* Source passage

________________________________________

BY ALI RAZA
Machine learning is the engine which drives Face ID, filtering spam emails and recommending
videos for your ‘for you page’. Over the last few years, advancements in AI through apps like
ChatGPT have put a lot of eyes onto machine learning. A subset of this is ‘Computer vision’
which is the machine learning driven process of a computer being able to recognise and
process images for specific purposes. Computer vision can be used in a variety of helpful ways
and you could even use it to make your own apps with nothing but an internet connection. So
while machine driving can aid in tasks such as self-driving cars and Face ID, how can we use it
to aid in the battle against one of humanity’s biggest blights: Cancer?
The accurate diagnosis is crucial for correctly treating any disease, let alone cancer. Doctors
assess the images produced from scans such as MRIs to look for tumours, they can do this
because they have a deep knowledge of anatomy and how tumours can appear with imaging.
With this information they can formulate a treatment plan for the patient to ensure they receive
the fastest and safest recovery. Doctors are humans though, they can not constantly study the
results of medical imaging 24/7, they can make mistakes and also have many other
responsibilities. This is where machine learning comes in. Using a machine learning driven
approach, we can create an algorithm that’s sole purpose is to scan through imaging data 24/7.
Not only does this save the time of the doctor, but is also far more efficient and accurate as the
algorithm can not fatigue or has to take breaks. But how is a computer able to see and process
images?
A computer uses an AI network called a convolutional neural network (CNN) to do this. A CNN
works by segmenting an image into grids of numbers; these numbers can represent things such
as the brightness of a pixel in a black and white image from 0 to 255. A coloured image would
have 3 grids, representing red, green and blue. After breaking the images into grids, the CNN
will look for simple patterns like edges and lines, still in segments. You can imagine it by thinking
of a small window sliding over an image and taking note of lines and edges to get a gist of the
pattern, this is called the convolutional layer. After finding patterns, the CNN makes the image
smaller while keeping the important details to make it easier to process. CNNs do not know
what to look for, they learn from examples. If you keep feeding a CNN images of cats for
example, it will adjust its layers to recognise features commonly found in cats such as pointy
ears or whiskers. You can ‘train’ a CNN by repeatedly feeding images that you want it to be able
to detect and it will adjust its layers to become better at detecting this thing. After the CNN has
fully processed an image, it will give its final verdict on what the image is; for example, if I train it
on images of healthy and cancerous MRI scans of the brain, when I input a new MRI scan, it will
be able to predict if it is has a tumour or not. Starting to see how this can help with cancer
treatment?

________________________________________

* Problems to work on
1. Copy the text of the article on machine learning in cancer diagnosis word for word, starting with "The accurate diagnosis" and going on through "imaging data 24/7.".
2. According to the article on machine learning in cancer diagnosis, how many grids would a CNN use for a coloured image?
3. In the opening paragraph of the article on machine learning in cancer diagnosis, which everyday uses of machine learning are named before the article turns to cancer?
You can ignore the lines below.

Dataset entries
________________________________________

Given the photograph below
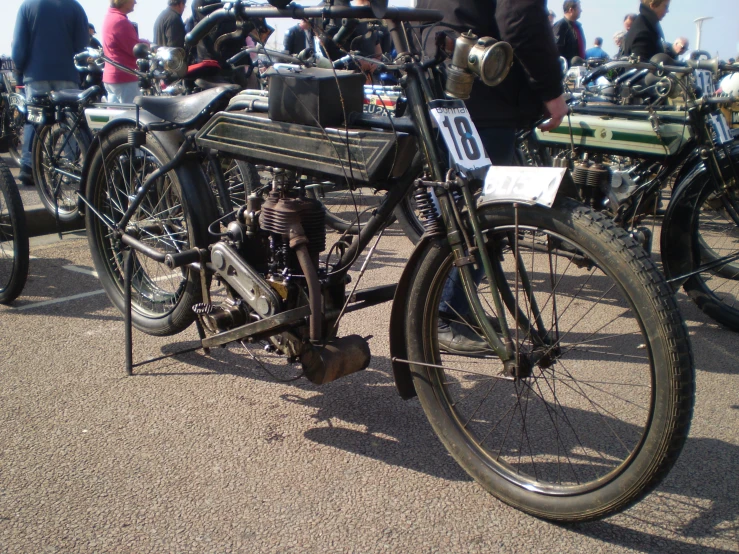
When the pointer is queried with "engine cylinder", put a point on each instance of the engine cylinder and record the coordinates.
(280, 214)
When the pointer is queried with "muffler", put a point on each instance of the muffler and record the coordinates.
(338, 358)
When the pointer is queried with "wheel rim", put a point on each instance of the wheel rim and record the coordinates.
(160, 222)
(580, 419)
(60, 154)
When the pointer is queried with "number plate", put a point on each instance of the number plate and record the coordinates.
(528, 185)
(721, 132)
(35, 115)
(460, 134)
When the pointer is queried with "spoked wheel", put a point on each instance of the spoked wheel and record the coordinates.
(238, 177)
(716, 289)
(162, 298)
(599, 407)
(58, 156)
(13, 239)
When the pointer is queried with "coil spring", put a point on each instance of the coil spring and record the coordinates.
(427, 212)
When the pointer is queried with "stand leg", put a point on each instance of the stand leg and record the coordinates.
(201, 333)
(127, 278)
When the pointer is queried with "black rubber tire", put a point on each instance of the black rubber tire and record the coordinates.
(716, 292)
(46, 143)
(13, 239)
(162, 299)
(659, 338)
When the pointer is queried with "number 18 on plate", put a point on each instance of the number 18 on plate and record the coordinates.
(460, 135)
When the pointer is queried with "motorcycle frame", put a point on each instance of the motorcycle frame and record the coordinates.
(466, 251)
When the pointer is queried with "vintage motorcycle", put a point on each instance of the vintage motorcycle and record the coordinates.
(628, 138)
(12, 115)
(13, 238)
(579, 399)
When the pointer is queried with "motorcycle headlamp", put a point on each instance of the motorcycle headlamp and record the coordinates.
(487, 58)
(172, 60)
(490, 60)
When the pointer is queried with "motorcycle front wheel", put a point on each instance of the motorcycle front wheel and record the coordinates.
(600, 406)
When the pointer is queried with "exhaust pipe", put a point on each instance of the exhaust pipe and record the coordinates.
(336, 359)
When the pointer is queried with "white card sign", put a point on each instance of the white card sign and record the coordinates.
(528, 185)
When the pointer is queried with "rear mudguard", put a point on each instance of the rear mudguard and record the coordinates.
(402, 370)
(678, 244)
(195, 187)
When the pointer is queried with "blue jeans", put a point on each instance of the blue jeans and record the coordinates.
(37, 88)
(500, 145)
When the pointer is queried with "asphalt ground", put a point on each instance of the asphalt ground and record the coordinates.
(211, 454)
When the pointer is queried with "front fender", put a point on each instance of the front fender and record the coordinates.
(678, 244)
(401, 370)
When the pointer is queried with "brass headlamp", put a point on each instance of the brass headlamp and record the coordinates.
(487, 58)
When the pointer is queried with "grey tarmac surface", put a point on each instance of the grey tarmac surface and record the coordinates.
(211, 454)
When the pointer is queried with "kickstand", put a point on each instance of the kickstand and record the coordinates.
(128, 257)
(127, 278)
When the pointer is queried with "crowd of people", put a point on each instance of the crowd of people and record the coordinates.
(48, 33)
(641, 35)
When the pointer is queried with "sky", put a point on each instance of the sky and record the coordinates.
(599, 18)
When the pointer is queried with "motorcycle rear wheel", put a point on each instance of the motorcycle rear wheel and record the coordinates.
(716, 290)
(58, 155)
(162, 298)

________________________________________

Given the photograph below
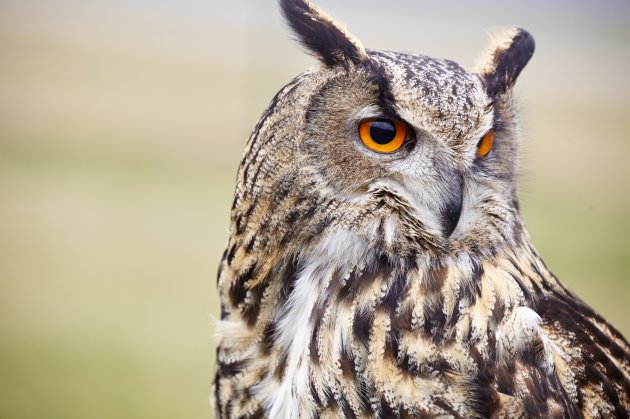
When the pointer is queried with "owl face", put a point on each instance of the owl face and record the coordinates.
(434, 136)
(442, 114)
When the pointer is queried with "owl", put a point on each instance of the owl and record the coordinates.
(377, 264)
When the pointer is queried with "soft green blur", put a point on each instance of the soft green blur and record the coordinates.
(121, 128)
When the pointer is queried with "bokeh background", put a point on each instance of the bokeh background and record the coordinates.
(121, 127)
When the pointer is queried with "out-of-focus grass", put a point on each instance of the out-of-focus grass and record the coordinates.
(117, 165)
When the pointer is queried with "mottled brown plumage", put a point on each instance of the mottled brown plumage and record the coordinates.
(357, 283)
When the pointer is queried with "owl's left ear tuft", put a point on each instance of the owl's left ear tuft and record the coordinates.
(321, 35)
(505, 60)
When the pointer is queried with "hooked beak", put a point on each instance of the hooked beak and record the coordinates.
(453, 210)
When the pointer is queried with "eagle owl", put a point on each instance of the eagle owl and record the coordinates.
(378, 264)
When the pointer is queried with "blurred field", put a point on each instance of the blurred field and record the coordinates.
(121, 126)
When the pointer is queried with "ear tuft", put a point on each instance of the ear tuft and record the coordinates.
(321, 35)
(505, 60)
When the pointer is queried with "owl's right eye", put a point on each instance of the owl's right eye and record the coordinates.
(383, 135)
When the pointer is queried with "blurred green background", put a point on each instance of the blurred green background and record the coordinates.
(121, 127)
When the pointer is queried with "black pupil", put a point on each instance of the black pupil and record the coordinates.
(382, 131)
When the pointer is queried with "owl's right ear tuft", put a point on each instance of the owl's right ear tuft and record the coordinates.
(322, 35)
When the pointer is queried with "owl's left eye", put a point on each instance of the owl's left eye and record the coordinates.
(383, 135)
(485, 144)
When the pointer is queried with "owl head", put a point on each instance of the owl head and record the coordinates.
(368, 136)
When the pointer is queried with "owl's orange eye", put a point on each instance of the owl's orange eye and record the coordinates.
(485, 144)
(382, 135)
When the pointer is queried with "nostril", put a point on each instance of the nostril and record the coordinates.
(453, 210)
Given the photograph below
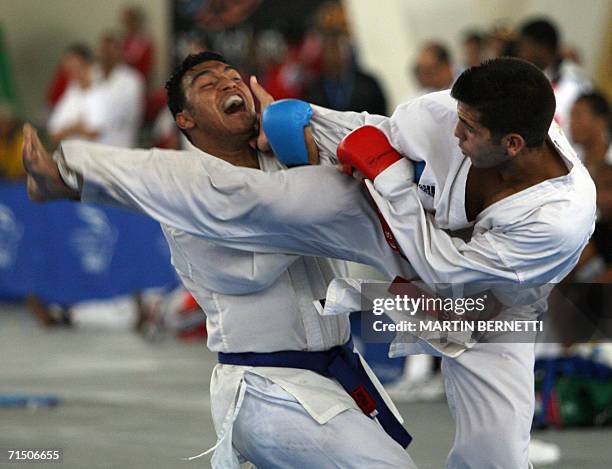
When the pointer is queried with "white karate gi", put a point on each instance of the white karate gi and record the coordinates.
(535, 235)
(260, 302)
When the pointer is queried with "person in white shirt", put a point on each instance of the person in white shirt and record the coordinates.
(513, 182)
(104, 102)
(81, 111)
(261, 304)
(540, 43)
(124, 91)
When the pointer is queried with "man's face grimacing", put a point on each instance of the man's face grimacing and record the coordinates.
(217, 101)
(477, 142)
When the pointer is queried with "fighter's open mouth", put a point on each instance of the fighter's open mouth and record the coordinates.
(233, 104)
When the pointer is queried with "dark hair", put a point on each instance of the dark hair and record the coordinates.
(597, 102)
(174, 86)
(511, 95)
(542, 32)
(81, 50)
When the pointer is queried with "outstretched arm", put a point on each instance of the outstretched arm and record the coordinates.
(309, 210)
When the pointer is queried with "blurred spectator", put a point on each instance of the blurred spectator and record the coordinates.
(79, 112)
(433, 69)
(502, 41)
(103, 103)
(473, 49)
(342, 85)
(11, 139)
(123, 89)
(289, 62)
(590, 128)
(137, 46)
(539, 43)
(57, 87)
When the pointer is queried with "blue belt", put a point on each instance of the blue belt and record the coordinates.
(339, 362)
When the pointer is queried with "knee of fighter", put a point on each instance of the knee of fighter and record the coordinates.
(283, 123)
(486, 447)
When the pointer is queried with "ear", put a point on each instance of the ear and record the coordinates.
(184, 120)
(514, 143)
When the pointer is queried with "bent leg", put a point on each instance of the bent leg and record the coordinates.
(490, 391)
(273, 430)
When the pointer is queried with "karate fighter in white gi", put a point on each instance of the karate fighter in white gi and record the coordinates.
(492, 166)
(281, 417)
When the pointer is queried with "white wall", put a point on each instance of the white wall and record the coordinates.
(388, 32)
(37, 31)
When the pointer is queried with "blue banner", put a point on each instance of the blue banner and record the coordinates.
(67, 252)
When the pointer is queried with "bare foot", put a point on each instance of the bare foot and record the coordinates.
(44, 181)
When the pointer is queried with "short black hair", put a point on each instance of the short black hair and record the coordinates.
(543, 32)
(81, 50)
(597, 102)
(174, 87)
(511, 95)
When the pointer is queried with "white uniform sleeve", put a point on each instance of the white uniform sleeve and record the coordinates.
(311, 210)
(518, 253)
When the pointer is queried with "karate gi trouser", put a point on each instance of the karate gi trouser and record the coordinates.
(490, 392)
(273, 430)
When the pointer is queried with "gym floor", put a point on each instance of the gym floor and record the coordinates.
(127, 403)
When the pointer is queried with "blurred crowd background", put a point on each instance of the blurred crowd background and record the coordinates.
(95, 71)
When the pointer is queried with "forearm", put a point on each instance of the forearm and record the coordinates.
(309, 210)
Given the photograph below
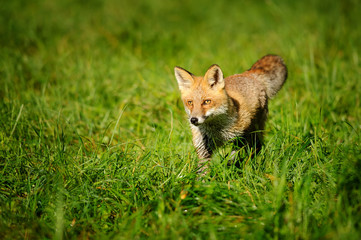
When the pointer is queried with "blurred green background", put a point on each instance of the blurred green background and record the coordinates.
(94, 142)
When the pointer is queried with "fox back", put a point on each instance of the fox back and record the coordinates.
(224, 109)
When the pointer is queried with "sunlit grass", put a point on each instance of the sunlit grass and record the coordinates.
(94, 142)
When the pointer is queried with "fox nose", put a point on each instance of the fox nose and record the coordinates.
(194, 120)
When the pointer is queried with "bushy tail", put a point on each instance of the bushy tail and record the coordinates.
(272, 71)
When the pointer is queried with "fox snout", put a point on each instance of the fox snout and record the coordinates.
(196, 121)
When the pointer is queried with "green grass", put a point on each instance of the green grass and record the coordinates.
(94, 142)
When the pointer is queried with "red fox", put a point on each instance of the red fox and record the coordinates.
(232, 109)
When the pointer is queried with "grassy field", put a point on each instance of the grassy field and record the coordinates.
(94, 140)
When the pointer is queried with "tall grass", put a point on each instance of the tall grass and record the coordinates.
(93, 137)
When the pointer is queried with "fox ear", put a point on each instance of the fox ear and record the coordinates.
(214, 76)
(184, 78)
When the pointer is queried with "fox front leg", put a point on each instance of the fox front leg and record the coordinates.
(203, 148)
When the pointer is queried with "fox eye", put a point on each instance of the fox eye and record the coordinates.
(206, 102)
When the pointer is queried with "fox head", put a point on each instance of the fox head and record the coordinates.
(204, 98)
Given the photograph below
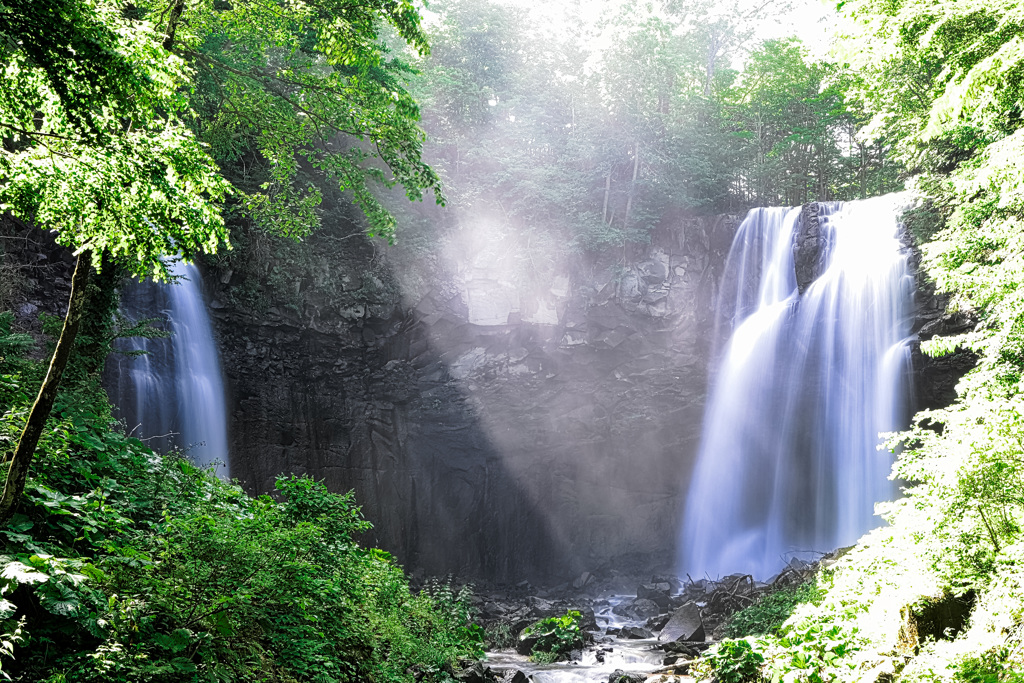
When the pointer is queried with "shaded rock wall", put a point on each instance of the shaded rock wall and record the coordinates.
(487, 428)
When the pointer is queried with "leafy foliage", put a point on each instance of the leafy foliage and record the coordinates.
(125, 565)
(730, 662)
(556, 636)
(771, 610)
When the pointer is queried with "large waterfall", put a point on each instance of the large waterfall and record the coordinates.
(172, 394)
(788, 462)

________________________________________

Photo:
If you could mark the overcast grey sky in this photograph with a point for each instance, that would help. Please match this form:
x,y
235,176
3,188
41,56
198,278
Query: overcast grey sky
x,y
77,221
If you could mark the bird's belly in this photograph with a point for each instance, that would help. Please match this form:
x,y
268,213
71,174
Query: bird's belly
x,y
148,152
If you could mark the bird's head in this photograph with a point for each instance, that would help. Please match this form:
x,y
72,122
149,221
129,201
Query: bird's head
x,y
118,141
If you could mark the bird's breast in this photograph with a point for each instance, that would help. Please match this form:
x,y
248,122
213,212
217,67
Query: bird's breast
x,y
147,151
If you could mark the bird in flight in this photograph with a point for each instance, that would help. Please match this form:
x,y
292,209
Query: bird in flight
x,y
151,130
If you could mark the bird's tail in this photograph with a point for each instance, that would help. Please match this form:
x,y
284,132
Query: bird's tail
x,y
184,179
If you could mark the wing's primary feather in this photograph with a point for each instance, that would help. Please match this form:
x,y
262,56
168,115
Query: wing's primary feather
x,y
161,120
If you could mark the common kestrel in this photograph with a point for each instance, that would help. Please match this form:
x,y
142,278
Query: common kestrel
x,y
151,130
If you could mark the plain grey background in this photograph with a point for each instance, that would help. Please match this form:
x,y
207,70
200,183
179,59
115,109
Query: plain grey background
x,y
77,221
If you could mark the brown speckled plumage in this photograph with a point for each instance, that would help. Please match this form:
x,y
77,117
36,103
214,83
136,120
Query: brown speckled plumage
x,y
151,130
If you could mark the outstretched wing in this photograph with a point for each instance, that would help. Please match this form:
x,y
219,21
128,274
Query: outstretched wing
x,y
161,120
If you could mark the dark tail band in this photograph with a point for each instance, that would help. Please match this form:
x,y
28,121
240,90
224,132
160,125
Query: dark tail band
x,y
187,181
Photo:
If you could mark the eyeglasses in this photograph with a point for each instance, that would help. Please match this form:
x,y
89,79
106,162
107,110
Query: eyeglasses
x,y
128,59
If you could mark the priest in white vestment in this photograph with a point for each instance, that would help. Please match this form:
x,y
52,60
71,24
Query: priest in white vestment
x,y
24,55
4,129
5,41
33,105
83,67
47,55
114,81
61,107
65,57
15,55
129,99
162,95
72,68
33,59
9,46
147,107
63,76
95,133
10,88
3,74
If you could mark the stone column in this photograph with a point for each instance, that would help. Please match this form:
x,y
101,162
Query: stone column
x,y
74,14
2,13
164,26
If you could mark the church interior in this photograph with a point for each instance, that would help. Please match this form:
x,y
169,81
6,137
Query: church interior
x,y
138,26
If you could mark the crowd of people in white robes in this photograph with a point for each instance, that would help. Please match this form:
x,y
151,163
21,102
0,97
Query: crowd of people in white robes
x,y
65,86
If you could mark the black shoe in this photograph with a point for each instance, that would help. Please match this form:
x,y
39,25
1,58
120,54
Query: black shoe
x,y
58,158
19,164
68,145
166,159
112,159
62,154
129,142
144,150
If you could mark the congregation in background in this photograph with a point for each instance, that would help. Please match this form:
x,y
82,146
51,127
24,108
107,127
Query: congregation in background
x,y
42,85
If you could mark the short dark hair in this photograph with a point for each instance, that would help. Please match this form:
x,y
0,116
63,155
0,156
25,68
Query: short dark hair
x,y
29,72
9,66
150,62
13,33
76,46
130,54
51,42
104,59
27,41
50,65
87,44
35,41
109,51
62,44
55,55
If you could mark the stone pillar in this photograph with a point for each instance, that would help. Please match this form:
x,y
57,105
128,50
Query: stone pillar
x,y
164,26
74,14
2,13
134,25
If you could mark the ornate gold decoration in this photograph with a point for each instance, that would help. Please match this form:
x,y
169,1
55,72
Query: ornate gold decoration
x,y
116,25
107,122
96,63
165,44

________________________________________

* Expected responses
1.
The accurate diagnosis is crucial for correctly treating any disease, let alone cancer. Doctors
assess the images produced from scans such as MRIs to look for tumours, they can do this
because they have a deep knowledge of anatomy and how tumours can appear with imaging.
With this information they can formulate a treatment plan for the patient to ensure they receive
the fastest and safest recovery. Doctors are humans though, they can not constantly study the
results of medical imaging 24/7, they can make mistakes and also have many other
responsibilities. This is where machine learning comes in. Using a machine learning driven
approach, we can create an algorithm that’s sole purpose is to scan through imaging data 24/7.

2. Three grids, representing red, green and blue.

3.
- Face ID
- Filtering spam emails
- Recommending videos for your "for you page"
- Self-driving cars